Task directions
After finding the line with "positive clicks: (49, 102)" in the data below, set down exactly each line through the one with "box: [106, 67, 128, 99]", inclusive, and stop there.

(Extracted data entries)
☆ ☆ ☆ ☆ ☆ ☆ ☆
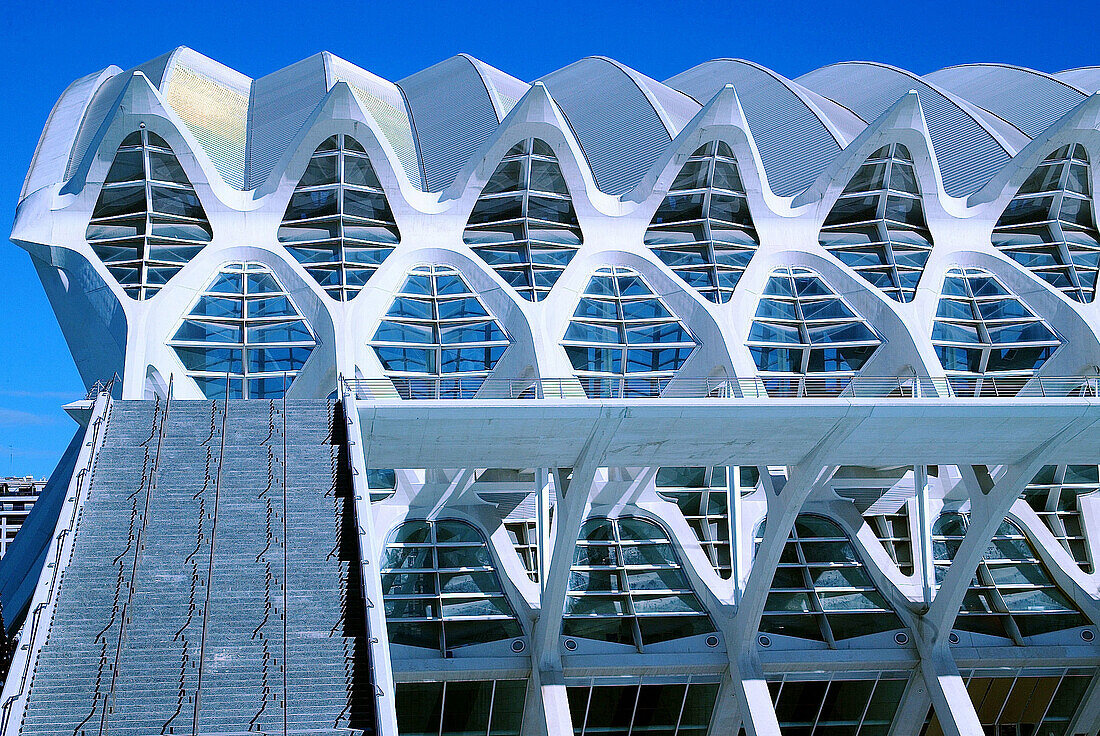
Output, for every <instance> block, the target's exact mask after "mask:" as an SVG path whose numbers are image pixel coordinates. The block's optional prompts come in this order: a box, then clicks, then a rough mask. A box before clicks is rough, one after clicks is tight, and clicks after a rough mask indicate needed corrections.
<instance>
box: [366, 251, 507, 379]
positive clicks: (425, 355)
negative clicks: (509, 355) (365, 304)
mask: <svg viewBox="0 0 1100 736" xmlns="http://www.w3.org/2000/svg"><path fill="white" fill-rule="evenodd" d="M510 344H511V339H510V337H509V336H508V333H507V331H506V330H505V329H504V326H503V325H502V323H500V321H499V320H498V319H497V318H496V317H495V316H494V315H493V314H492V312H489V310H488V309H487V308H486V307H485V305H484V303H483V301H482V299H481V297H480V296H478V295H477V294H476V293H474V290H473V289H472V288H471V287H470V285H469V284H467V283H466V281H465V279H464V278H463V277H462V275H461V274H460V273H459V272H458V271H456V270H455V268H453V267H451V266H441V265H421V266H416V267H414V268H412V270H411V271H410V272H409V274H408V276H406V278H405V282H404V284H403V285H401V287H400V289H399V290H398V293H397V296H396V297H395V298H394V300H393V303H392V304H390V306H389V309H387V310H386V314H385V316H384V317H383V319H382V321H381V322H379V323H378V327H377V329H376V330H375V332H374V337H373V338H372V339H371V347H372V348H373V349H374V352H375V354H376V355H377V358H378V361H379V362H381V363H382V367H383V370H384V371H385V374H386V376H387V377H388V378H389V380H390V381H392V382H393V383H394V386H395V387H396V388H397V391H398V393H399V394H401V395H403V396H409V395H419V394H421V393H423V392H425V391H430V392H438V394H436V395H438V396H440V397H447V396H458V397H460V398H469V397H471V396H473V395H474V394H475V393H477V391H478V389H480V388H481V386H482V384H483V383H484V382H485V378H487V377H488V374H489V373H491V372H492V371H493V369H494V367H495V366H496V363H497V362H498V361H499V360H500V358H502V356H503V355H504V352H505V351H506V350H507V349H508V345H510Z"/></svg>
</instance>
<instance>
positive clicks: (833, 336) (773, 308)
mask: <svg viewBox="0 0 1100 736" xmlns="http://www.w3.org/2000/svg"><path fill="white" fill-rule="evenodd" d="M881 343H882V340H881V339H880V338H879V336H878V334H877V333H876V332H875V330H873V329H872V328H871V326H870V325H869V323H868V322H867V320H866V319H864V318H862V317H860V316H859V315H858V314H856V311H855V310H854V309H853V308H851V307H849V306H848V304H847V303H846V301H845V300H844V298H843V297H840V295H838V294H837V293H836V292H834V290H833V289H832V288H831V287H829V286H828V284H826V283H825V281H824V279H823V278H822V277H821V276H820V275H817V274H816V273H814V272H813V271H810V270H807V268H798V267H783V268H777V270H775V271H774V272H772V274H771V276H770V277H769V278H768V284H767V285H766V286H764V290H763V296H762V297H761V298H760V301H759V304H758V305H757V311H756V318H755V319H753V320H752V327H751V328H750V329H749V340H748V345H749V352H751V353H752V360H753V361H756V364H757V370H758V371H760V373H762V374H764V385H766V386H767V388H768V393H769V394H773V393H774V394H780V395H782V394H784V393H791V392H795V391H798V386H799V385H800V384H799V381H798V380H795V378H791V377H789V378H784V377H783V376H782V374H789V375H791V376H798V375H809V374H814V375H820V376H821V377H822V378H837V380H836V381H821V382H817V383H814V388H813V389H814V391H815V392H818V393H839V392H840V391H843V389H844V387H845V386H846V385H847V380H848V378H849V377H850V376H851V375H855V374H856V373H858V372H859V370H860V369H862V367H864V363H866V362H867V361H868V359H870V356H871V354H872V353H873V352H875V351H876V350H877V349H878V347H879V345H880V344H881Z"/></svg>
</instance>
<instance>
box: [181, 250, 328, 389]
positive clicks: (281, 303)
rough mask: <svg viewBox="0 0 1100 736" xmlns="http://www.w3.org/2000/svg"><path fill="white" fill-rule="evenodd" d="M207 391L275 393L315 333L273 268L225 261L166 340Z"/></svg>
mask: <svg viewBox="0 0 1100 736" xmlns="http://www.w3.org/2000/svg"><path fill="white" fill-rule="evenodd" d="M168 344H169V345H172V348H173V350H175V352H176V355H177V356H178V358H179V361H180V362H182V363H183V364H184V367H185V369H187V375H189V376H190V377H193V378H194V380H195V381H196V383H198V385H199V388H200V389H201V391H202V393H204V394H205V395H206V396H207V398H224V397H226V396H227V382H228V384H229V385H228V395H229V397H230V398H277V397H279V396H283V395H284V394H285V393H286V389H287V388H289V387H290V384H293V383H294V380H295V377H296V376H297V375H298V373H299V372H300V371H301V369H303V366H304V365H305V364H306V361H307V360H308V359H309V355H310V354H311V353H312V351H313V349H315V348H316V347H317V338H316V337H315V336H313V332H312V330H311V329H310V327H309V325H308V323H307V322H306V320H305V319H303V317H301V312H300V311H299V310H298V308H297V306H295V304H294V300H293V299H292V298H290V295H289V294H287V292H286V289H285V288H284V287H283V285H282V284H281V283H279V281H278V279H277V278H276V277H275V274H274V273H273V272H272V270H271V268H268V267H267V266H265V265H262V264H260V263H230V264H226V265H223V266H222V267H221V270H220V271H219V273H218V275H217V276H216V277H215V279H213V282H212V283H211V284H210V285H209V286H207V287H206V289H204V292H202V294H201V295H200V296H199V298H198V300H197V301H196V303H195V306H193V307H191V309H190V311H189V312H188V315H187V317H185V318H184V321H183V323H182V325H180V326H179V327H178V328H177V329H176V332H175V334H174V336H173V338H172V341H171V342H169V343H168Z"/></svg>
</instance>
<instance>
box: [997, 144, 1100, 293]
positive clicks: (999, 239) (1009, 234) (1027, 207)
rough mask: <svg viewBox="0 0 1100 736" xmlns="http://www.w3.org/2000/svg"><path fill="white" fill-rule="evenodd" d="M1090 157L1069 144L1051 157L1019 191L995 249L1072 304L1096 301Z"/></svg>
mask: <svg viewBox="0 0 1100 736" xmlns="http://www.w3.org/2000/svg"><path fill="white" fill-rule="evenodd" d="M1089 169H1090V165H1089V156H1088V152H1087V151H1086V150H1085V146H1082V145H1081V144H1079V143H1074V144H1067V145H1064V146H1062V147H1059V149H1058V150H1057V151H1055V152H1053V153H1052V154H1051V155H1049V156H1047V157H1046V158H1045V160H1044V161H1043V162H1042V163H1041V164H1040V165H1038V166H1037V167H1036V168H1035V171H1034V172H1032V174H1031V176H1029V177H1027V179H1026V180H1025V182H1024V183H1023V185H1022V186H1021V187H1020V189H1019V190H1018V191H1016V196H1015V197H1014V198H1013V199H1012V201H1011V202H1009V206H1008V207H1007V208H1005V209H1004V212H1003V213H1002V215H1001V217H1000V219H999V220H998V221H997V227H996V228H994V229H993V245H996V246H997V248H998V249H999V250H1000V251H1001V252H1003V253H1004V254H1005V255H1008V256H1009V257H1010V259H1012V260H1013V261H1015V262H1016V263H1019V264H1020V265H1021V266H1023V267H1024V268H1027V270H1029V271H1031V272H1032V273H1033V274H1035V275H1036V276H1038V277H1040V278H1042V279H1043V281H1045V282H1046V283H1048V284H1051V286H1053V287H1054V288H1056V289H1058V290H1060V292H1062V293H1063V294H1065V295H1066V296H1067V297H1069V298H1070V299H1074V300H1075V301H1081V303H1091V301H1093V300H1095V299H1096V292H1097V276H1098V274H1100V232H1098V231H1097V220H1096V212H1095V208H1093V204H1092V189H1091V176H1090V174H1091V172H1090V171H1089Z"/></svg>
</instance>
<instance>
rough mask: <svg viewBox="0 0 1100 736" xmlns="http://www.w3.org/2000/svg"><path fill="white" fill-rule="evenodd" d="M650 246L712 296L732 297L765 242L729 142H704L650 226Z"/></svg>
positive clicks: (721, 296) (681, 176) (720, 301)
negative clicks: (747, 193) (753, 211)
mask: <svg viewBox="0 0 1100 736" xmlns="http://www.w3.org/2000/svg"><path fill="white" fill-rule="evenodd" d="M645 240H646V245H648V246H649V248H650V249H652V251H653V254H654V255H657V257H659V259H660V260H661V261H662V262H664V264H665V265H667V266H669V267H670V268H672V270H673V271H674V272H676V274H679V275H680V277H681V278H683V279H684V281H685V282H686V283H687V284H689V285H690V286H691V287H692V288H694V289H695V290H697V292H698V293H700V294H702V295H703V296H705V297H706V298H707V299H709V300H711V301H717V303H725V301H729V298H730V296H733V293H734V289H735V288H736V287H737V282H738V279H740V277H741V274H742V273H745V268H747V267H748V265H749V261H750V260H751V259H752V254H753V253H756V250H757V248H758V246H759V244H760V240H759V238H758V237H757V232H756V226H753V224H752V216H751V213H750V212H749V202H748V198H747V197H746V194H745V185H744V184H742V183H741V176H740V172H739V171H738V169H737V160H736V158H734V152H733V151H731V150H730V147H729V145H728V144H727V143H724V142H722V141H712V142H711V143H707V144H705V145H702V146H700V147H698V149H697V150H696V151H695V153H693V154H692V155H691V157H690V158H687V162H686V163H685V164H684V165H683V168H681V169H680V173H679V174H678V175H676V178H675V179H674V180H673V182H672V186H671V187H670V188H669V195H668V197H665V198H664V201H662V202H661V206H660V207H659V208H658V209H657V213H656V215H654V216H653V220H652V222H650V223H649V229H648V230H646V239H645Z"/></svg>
☆ ☆ ☆ ☆ ☆ ☆ ☆
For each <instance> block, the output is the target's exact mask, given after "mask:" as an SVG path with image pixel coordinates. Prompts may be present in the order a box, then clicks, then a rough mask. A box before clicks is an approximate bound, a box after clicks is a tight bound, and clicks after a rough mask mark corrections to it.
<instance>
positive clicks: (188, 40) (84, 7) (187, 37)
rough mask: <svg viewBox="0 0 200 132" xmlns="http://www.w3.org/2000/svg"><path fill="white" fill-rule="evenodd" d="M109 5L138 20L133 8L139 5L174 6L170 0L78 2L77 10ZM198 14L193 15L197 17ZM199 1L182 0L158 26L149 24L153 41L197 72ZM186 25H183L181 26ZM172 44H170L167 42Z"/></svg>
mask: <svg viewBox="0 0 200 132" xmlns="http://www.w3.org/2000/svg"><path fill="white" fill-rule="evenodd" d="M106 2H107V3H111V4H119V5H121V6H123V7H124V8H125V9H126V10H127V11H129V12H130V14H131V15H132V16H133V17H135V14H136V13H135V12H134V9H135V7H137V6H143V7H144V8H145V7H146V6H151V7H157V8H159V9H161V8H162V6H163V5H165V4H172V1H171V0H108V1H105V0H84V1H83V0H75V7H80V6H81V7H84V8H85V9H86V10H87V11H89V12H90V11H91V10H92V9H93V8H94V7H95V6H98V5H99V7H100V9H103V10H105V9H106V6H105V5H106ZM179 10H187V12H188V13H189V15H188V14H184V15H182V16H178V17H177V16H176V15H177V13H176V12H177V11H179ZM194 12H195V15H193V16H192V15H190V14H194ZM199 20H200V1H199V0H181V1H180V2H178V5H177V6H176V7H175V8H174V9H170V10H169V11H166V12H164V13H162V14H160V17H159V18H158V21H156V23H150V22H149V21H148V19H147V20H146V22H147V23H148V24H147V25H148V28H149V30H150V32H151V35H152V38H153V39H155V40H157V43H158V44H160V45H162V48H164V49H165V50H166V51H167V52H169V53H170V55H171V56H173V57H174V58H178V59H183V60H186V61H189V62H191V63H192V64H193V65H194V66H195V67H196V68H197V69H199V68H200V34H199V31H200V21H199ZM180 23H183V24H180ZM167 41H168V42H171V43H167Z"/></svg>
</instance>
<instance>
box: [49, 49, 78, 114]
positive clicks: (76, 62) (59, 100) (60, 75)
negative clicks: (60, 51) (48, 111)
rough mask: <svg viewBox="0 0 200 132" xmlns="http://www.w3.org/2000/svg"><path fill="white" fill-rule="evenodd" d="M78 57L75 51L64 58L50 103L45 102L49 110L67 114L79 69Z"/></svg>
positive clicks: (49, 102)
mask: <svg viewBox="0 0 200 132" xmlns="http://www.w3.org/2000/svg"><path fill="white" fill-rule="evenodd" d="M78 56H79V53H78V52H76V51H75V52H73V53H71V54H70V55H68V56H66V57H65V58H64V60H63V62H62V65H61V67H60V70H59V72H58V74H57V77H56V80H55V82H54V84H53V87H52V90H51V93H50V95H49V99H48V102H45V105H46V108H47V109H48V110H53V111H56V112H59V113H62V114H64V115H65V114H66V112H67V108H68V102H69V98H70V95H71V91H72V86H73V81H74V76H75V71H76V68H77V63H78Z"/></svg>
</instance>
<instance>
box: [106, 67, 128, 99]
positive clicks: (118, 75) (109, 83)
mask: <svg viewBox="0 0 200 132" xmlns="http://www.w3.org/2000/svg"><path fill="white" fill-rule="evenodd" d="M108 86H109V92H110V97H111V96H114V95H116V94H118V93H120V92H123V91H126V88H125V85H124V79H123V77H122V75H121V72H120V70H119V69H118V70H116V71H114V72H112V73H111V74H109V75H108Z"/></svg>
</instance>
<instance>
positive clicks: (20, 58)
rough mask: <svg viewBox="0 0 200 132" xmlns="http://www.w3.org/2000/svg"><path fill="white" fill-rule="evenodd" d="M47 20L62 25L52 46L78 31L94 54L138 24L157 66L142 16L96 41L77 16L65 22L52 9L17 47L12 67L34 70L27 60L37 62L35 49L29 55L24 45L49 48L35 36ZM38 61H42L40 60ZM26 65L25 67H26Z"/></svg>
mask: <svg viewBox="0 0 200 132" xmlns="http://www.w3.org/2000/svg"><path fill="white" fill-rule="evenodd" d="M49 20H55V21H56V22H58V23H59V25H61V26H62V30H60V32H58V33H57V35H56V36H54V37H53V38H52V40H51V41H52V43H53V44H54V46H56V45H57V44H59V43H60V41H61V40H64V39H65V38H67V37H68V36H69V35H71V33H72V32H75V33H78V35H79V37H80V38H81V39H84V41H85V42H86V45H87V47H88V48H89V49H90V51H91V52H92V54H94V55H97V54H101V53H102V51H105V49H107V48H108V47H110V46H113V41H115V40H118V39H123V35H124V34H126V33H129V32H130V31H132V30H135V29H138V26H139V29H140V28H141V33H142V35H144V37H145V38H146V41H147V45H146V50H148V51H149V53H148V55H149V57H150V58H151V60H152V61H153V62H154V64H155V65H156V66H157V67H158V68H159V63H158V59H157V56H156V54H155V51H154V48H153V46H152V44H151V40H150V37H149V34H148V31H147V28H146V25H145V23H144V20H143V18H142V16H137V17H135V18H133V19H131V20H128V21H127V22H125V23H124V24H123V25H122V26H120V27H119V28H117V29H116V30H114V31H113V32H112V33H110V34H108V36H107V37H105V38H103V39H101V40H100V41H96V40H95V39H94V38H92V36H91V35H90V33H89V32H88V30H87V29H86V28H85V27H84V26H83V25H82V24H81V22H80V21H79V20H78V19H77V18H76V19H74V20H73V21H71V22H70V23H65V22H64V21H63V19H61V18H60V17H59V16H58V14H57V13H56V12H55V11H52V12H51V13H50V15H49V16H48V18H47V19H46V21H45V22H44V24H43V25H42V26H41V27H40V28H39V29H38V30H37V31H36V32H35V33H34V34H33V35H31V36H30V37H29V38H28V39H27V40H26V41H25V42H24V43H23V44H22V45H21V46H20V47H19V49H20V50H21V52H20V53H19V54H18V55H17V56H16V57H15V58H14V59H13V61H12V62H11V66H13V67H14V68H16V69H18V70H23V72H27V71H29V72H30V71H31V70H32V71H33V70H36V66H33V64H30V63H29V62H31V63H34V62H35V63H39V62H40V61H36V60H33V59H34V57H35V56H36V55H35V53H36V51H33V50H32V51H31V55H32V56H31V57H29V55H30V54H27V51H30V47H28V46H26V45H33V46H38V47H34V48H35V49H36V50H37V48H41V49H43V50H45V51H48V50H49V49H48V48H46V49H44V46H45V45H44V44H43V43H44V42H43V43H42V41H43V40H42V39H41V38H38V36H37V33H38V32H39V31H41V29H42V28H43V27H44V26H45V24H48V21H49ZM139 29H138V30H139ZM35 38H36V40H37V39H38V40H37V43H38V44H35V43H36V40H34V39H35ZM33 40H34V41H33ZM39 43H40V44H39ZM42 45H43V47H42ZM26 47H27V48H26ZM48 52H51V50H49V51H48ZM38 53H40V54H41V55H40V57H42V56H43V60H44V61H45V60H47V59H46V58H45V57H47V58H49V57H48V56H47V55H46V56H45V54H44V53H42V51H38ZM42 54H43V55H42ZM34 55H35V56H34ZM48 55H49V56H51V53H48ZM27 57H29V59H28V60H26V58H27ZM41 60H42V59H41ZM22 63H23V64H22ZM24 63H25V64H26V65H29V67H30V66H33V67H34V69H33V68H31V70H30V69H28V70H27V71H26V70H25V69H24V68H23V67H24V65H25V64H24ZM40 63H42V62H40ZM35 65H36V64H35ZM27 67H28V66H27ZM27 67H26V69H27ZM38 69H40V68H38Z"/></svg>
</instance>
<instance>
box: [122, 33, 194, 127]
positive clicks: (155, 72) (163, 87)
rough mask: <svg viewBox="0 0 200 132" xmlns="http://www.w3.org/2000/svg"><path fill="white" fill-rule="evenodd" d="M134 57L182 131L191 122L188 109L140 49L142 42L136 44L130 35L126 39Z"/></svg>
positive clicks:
☆ ☆ ☆ ☆ ☆ ☆ ☆
Answer box
positive clicks: (49, 102)
mask: <svg viewBox="0 0 200 132" xmlns="http://www.w3.org/2000/svg"><path fill="white" fill-rule="evenodd" d="M78 56H79V53H78V52H76V51H75V52H73V53H71V54H70V55H68V56H66V57H65V58H64V60H63V62H62V65H61V67H60V70H59V72H58V74H57V77H56V80H55V82H54V84H53V87H52V90H51V93H50V95H49V99H48V102H45V105H46V108H47V109H48V110H53V111H56V112H59V113H62V114H64V115H65V114H66V112H67V108H68V102H69V98H70V95H71V91H72V86H73V81H74V76H75V71H76V68H77V63H78Z"/></svg>
</instance>
<instance>
box: [106, 67, 128, 99]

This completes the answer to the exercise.